◆ **Task**:
Lines before the one containing "Shelf-audit task: drop a dot on every instance of the shrub." are left out; copy that line and every later line through the end of the data exactly.

◆ **Record extracts**:
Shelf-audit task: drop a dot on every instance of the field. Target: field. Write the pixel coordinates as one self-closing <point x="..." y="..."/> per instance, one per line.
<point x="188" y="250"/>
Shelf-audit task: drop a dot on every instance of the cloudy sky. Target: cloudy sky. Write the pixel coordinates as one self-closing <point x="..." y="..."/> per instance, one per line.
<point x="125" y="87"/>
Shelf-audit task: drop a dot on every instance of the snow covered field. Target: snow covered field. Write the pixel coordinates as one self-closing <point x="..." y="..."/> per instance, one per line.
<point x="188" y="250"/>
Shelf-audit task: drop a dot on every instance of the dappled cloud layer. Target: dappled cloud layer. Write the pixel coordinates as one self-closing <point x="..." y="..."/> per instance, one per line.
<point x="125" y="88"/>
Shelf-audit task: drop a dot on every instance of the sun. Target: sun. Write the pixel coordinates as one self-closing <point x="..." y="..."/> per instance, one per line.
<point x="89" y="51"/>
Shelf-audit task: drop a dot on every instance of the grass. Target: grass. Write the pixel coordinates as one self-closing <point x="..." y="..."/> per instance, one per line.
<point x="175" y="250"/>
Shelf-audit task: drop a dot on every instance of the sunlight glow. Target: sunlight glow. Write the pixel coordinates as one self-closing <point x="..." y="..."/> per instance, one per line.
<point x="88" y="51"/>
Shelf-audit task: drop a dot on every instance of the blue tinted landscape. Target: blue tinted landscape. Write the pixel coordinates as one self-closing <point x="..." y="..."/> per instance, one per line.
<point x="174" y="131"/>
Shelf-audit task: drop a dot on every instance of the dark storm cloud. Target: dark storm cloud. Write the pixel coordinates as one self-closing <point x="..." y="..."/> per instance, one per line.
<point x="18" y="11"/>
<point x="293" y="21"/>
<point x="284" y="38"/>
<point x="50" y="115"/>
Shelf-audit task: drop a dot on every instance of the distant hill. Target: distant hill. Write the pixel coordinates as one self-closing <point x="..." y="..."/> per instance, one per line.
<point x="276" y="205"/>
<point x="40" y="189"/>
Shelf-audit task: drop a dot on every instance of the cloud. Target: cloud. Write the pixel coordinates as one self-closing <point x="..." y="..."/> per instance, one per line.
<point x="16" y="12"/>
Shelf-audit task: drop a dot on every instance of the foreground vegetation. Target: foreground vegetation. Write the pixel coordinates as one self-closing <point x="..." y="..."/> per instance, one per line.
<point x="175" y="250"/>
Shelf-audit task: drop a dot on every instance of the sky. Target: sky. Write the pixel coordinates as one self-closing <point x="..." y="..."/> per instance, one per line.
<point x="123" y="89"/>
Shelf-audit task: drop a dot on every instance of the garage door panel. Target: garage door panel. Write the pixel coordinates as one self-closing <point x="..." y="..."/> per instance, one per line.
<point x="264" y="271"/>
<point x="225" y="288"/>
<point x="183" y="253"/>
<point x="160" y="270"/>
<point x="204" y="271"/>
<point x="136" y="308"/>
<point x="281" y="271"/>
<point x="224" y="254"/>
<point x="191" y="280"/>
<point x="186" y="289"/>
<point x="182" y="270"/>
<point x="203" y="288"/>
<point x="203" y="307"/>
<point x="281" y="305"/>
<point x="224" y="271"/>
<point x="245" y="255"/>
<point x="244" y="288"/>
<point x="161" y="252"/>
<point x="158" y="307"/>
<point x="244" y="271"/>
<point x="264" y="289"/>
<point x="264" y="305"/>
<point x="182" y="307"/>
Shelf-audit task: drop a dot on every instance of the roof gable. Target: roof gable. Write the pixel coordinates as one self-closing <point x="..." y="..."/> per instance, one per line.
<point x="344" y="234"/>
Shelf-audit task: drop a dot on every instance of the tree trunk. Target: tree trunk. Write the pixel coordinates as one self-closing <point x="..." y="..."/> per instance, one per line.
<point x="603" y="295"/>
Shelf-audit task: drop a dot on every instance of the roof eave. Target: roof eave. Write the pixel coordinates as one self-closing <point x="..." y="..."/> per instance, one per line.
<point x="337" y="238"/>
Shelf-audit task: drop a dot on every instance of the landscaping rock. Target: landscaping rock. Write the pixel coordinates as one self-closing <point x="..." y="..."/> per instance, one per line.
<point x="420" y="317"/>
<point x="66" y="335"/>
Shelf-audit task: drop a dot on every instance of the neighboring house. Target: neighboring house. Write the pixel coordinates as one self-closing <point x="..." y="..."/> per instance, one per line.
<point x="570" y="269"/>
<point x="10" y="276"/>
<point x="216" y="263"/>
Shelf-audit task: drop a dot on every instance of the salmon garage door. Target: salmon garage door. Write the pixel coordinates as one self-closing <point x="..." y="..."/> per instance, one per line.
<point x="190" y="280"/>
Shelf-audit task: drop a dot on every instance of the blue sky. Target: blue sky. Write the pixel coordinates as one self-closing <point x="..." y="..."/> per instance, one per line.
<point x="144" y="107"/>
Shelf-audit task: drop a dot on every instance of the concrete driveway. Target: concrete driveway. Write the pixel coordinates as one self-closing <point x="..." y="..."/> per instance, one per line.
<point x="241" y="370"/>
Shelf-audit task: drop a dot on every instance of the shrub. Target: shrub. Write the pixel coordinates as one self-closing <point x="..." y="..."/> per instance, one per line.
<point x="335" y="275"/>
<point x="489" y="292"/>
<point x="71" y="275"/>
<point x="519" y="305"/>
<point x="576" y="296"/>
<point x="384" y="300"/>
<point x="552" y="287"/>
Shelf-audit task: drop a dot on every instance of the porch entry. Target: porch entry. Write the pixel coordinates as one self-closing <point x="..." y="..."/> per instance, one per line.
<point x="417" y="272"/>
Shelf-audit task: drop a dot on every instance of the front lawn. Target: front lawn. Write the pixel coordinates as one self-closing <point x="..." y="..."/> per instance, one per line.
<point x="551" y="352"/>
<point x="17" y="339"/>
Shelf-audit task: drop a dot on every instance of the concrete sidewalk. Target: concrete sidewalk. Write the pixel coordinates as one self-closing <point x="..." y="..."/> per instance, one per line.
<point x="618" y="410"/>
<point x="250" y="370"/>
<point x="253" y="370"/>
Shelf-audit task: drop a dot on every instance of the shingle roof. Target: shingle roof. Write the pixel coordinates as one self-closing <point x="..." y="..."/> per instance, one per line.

◆ **Solution**:
Shelf-audit task: drop a dot on every instance of the shrub. Target: shrub. Write the pixel coordinates as one self-closing <point x="..." y="..."/> per instance, one per line.
<point x="335" y="275"/>
<point x="489" y="292"/>
<point x="71" y="275"/>
<point x="519" y="305"/>
<point x="576" y="296"/>
<point x="384" y="300"/>
<point x="552" y="287"/>
Shelf-audit task: drop a dot on every instance of the porch entry. Target: porch entry. Write the pixel coordinates as one self-closing <point x="..." y="..."/> per instance, one per line.
<point x="417" y="272"/>
Shelf-audit task: drop a dot on every instance of the front lawn. Target: front lawn. Write the pixel coordinates as one self-closing <point x="..." y="..."/> per instance, one per line.
<point x="551" y="352"/>
<point x="17" y="339"/>
Shelf-audit task: drop a dot on every instance of the concrete sidewalk. Target: concrete sidewalk. Write the pixel coordinates as one self-closing <point x="..." y="..."/> per instance, one per line.
<point x="618" y="410"/>
<point x="250" y="370"/>
<point x="253" y="370"/>
Shelf-audit task: drop a dot on every instance of the shingle roof. Target: shingle roof. Write the pixel coordinates as one self-closing <point x="..." y="..."/> per instance, one per line.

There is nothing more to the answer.